═════ RECORD SET ═════

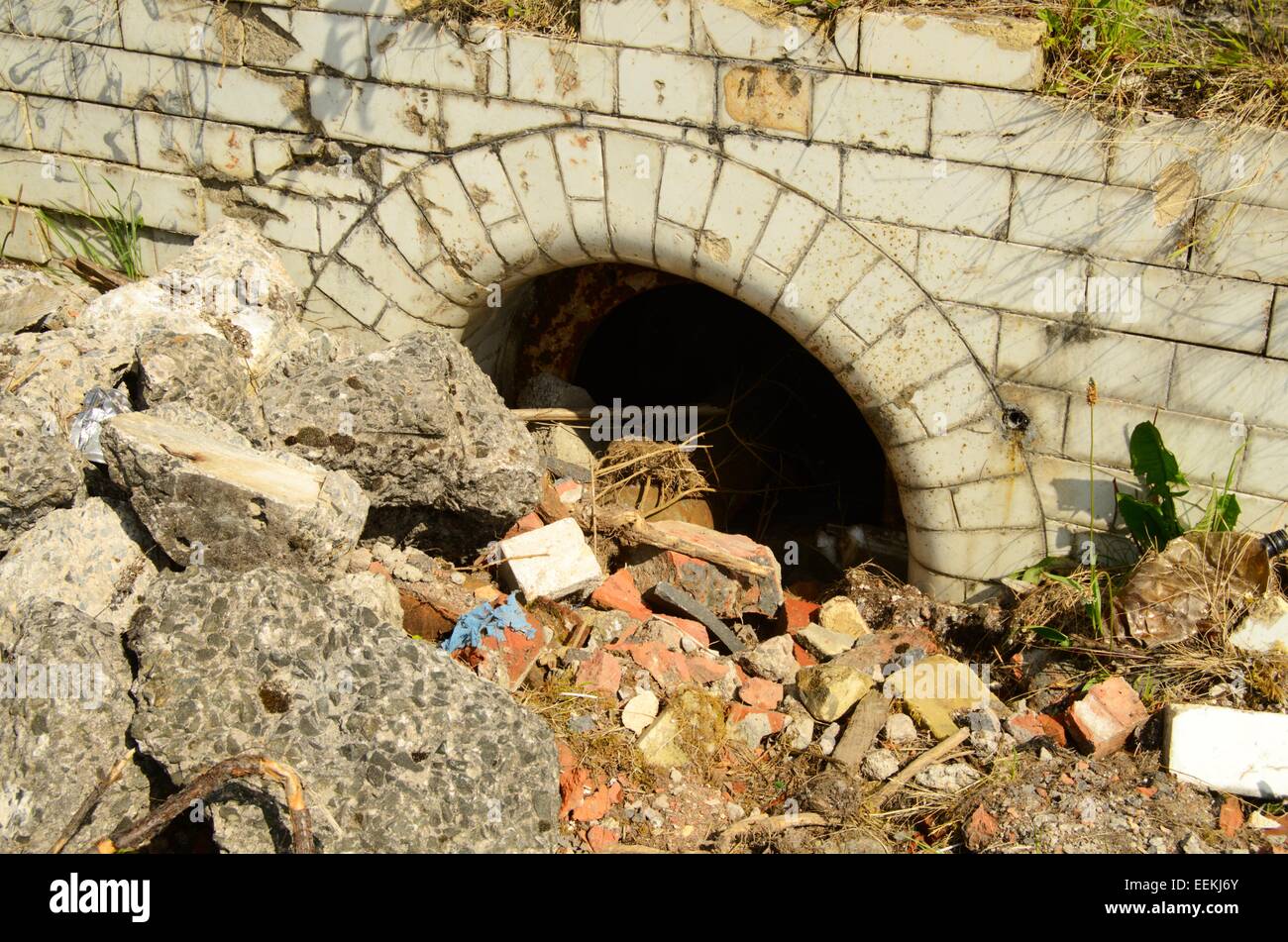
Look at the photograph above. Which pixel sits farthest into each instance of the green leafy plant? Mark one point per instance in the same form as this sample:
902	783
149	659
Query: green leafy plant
107	233
1154	519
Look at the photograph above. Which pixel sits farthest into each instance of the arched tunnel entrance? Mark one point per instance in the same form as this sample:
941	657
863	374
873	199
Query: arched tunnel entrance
787	455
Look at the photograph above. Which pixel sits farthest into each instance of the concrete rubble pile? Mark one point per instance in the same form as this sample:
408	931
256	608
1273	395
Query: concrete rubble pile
368	568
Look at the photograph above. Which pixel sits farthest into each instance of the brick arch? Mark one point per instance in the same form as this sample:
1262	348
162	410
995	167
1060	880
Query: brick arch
455	233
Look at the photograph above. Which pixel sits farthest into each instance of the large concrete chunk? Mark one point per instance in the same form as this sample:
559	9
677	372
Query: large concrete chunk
204	370
1228	751
230	283
419	426
400	749
210	502
553	562
53	370
91	558
64	709
39	470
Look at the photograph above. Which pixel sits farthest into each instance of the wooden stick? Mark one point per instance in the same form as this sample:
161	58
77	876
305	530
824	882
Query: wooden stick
769	825
237	767
91	799
632	528
887	791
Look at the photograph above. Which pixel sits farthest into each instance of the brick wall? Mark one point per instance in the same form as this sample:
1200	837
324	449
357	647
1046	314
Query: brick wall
951	245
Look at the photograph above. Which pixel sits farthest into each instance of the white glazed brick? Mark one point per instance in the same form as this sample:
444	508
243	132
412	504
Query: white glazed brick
1044	353
648	24
1111	222
184	146
997	502
1205	446
384	266
351	291
189	89
1046	411
995	274
812	168
1263	464
1179	305
180	29
581	162
558	71
1278	344
634	168
739	205
336	218
407	228
664	86
880	299
161	200
25	241
323	39
412	52
739	30
288	220
1065	488
1243	242
790	231
82	129
484	180
38	65
1231	386
675	249
932	193
857	110
82	21
468	120
374	113
533	171
969	453
442	198
14	130
1240	163
832	265
997	52
1017	130
688	179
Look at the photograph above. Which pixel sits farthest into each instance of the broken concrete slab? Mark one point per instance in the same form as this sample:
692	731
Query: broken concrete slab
1263	628
423	430
553	562
936	687
202	369
230	283
90	558
1104	718
64	709
39	470
400	749
211	503
829	690
1224	749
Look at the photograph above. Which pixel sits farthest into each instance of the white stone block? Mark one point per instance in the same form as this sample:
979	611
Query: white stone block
857	110
557	71
1112	222
1017	130
664	86
411	52
645	24
552	562
932	193
999	52
1228	751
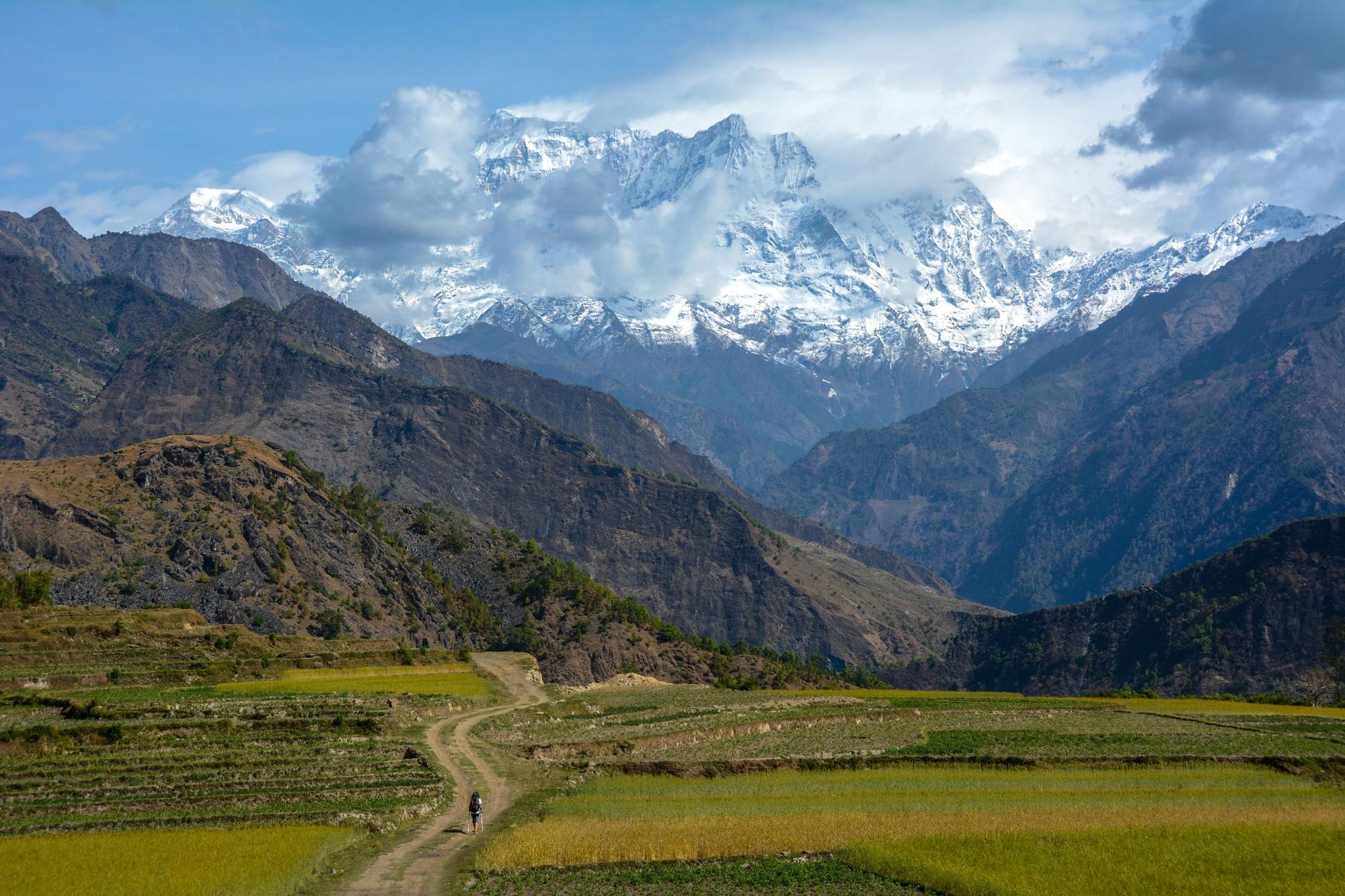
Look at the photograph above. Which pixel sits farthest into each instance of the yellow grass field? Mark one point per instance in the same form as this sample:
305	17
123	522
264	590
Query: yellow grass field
1176	705
167	862
1196	860
449	680
649	818
1194	706
899	694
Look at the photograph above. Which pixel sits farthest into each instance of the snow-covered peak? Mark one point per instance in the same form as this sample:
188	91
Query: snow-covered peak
212	212
892	304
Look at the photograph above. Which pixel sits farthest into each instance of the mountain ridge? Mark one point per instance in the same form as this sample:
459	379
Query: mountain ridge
1140	447
837	318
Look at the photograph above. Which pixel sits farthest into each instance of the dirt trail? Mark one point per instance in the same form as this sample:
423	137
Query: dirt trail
415	865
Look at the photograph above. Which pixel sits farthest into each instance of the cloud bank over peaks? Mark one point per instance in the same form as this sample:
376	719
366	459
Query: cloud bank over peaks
1252	95
414	193
408	185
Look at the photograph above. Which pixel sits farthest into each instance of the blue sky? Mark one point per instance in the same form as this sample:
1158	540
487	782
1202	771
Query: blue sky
1096	124
162	91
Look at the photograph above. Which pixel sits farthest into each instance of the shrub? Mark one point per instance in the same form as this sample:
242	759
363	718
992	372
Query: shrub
26	589
329	624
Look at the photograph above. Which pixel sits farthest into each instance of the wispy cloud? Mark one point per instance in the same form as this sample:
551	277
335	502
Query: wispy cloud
79	142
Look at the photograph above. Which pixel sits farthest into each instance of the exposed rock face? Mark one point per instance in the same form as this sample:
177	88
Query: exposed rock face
683	549
209	274
626	436
1192	420
1245	622
61	342
245	536
802	313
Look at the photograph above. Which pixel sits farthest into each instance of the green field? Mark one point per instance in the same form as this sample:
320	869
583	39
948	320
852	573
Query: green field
621	818
919	787
135	743
450	680
149	743
797	876
697	727
189	861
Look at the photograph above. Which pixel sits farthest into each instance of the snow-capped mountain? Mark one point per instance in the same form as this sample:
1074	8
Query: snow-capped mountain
755	303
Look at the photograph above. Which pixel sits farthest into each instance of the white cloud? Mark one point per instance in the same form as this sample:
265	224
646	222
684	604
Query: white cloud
1011	92
79	142
278	175
103	209
408	185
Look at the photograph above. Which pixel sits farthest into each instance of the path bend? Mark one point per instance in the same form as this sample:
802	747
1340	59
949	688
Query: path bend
423	860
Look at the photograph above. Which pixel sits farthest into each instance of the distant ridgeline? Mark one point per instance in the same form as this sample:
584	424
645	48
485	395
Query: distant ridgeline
102	361
1254	619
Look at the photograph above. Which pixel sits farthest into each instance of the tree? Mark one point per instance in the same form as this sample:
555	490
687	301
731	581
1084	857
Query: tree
1313	685
329	624
26	589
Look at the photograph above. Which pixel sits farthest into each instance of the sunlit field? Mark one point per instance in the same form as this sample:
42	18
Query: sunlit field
1194	705
189	861
646	818
1196	860
451	680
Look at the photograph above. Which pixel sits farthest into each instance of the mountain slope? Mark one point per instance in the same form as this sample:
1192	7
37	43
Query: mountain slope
205	272
1247	620
798	315
61	343
249	536
1143	446
685	551
630	438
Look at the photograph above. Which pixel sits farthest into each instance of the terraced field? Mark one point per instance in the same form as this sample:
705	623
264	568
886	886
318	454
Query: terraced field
244	861
699	727
115	725
918	787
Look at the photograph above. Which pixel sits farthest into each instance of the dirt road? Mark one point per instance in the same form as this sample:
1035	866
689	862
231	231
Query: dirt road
415	866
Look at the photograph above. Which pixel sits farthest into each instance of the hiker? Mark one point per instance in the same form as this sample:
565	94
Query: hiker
474	807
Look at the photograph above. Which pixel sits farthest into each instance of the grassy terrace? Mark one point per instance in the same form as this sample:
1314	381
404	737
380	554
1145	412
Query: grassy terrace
969	792
243	860
695	727
150	719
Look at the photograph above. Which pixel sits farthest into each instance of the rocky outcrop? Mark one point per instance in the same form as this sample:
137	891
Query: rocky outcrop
245	534
1192	420
208	274
1249	620
687	552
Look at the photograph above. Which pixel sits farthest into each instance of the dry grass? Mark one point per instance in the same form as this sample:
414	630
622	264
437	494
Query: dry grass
201	860
1195	706
451	680
1196	860
634	818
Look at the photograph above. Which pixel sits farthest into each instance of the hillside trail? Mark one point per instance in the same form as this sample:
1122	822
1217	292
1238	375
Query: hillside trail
415	865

═════

■ THE PROBLEM ■
Repeat the records above word for word. Pictures stay out of the copy.

■ RESPONSE TO THE EXERCISE ■
Look at the photograph above. Which pixel sits farthest into each instance of the green leafy plant? Mark one point per instance in the same form as this sample:
902	783
149	659
Query: green leafy plant
107	233
1154	519
Look at the photograph above. Which pixel sits farthest into each instance of the arched tunnel entrance? Mark one point per instance in the same form as this sample:
941	657
863	374
873	199
Query: arched tunnel entrance
787	455
Look at the photograph above. Which pixel sits farthest into each instance of the concrete rubble pile? Mark one point per instance in the same form as this sample:
408	931
256	608
1273	395
Query: concrete rubble pile
368	568
Look at the photograph above. Which pixel sits farthest into each instance of the brick arch? Mark one point per instance in the same form as this sample:
1262	348
162	410
995	167
1060	880
Query: brick arch
455	233
Look at the photograph above. Which pixel sits farthest into each instance of the large concrete chunk? Mark one point per instance in the same form as this sample:
559	9
677	372
Query: large concrete chunk
204	370
1228	751
230	283
419	426
400	749
210	502
553	562
53	370
91	558
64	709
39	470
Look at the photograph above. Which pixel sits farthest into each instance of the wooden stick? Mark one point per instance in the same form as this sample:
161	58
77	876
305	530
824	882
Query: wooden stick
769	825
237	767
91	799
632	528
887	791
Look at the photograph above. Which pixel sits farthest into each instance of the brick wall? Mark one point per instance in the same form as this sample:
1200	837
324	449
357	647
1046	314
Query: brick wall
951	245
Look at the photograph above. Which pixel sits farthest into each instance of the white glazed brick? Mark one point per instance in the same form as this sample:
444	508
243	132
412	504
Query: white glazed brick
1044	353
648	24
1111	222
184	146
997	502
1205	446
384	266
351	291
189	89
1046	411
995	274
812	168
1263	464
1179	305
180	29
581	162
558	71
1278	344
634	168
739	205
336	218
407	228
664	86
880	299
161	200
25	241
323	39
412	52
739	30
288	220
1065	488
1243	242
790	231
82	129
484	180
38	65
1231	386
675	249
932	193
857	110
82	21
468	120
374	113
533	171
969	453
442	198
14	130
1240	163
832	265
997	52
1017	130
688	179
Look at the photograph above. Which pixel sits farthest into each instance of the broken concrete slab? Mark one point per instance in the same form as this sample:
692	731
Query: broken concrete slab
1263	628
423	430
553	562
936	687
202	369
230	283
90	558
1104	718
64	709
39	470
400	749
211	503
829	690
1224	749
Look at the photograph above. Which pixel sits farthest into each instance of the white stone block? Mark one point per instance in the same form as this sample:
979	611
Query: white stone block
857	110
557	71
1112	222
1017	130
664	86
411	52
645	24
552	562
932	193
999	52
1228	751
Look at the photograph above. Which pixel sits farthest into each instance of the yellow grass field? Mark one point per instance in the same form as this sample:
305	17
123	522
264	590
Query: yellow grass field
1176	705
167	862
1196	860
449	680
649	818
1194	706
899	694
Look at the photograph above. Which pixel sits farthest into each instance of the snow-covered peak? Mark one point per instance in the same form as this sample:
188	91
Query: snow-covered peak
212	212
892	304
Look at the photograph above. Which pixel sits farthest into each instance of the mountain ridge? Mark one point per instance in the same form as this sample:
459	379
Query: mountain ridge
1140	447
837	318
Look at the photograph above. Which pixel sits farthest into each instance of the dirt trail? Mark one point per instance in the same form as this sample:
423	137
Query: dirt trail
415	865
Look at the photograph above. Which pixel sits farthest into each instance of the cloud bank over peaks? Mark one point per instance in the same form as this sample:
376	719
366	459
Query: cloud bank over peaks
1252	95
414	193
408	185
Look at the photograph above. Which pixel sits farthest into each instance of the blue sky? Mark one point per instance in the same form as this sample:
1158	540
487	782
1202	771
Query: blue sky
1096	124
162	91
Look at the photograph above. Which pixel sits farthest into each instance of the shrub? Mark one point per instance in the same form as this sample:
242	759
363	718
992	372
Query: shrub
26	589
329	624
Look at the photograph above. Which pixel sits farthest into each instance of the wispy cloud? Mark one point per instance in the same form as this sample:
551	277
335	502
Query: wispy cloud
79	142
Look at the photograph above. Which pixel sits farthest into each instance of the exposed rock face? Mark one point per instance in the same form as this sample:
177	88
Query: exposed rock face
683	549
209	274
626	436
1192	420
1245	622
61	342
245	536
802	313
Look at the photograph above. Which pixel sits farthest into each instance of the green field? Mark one point per instance in the same form as this sample:
320	869
583	39
948	320
852	573
Query: green field
621	818
919	787
135	743
450	680
149	743
797	876
697	727
189	861
Look at the photograph above. Which pixel sits farthest into each instance of the snow-capped mountain? Mark one point per instance in the same form as this sample:
1074	8
Query: snow-capped mountain
755	303
Look at the photograph above. Which pixel sits farthest into each instance of the white cloud? Mark one point per instance in the same form as this sample:
265	224
646	222
684	604
Query: white cloud
1011	92
79	142
278	175
103	209
408	185
Look at the photograph above. Which pixel sits farthest into each instance of the path bend? Mark one point per instance in the same form as this sample:
802	747
1340	59
949	688
Query: path bend
423	860
Look at the photograph above. Which pixel sits farthest into each instance of the distant ridgeline? Mark one point per instance in the same form as this sample:
584	424
645	48
485	395
Query: distant ridgeline
102	361
1254	619
Look at the photograph above. Which pixel sits farthest into each instance of the tree? Mark one point per instance in the same form as this sample:
555	490
687	301
731	581
1084	857
Query: tree
1313	685
329	624
26	589
Look at the photograph above. Which pixel sits farthest into each instance of the sunlit field? Mark one point per instance in the same form as this sample:
42	18
Query: sunlit field
1194	705
189	861
646	818
1196	860
451	680
Look at the photograph above. Which pixel sits farthest into each instance of the mountain slope? Mark one point per instance in the same form as this sample:
1192	7
37	43
Query: mountain slope
205	272
1247	620
798	315
61	343
249	536
1143	446
685	551
630	438
Look at the photograph above. Which pixel sits farthest into each instance of the terraced field? Mark one point per instance in the same form as this sample:
705	623
264	568
886	886
318	454
Query: terraced field
244	861
699	727
115	725
918	787
Look at the photograph above. Which pixel sits farthest into each instance of the dirt road? Mark one point per instance in the same form as this sample:
1035	866
689	862
231	231
Query: dirt road
415	866
Look at the photograph above. Which pixel sits farthest into each instance of the hiker? Mark one point per instance in the same form as this sample:
565	94
Query: hiker
474	807
Look at the photograph above. Which pixel sits farthest into each instance of the grassy terrace? Mark one point per instance in the same form as this sample:
1314	381
404	737
380	554
1145	412
Query: grassy terrace
969	792
243	860
695	727
150	719
Look at the photograph above. Which pixel sits farthest into each instance of the rocky outcrop? Mark one point per instance in the same form as this sample:
137	891
Query: rocky outcrop
245	534
1192	420
208	274
1249	620
687	552
Look at the photograph above. Which pixel sits farthest into each instance of the dry grass? Mark one point per instance in the same form as this sample:
414	630
622	264
437	494
Query: dry grass
201	860
1195	706
451	680
1196	860
634	818
Look at the photograph above. Which pixel sits farthest into each instance of the hillside trail? Mark one point per instance in the same form as this sample:
1122	822
1217	292
1238	375
Query: hillside trail
415	865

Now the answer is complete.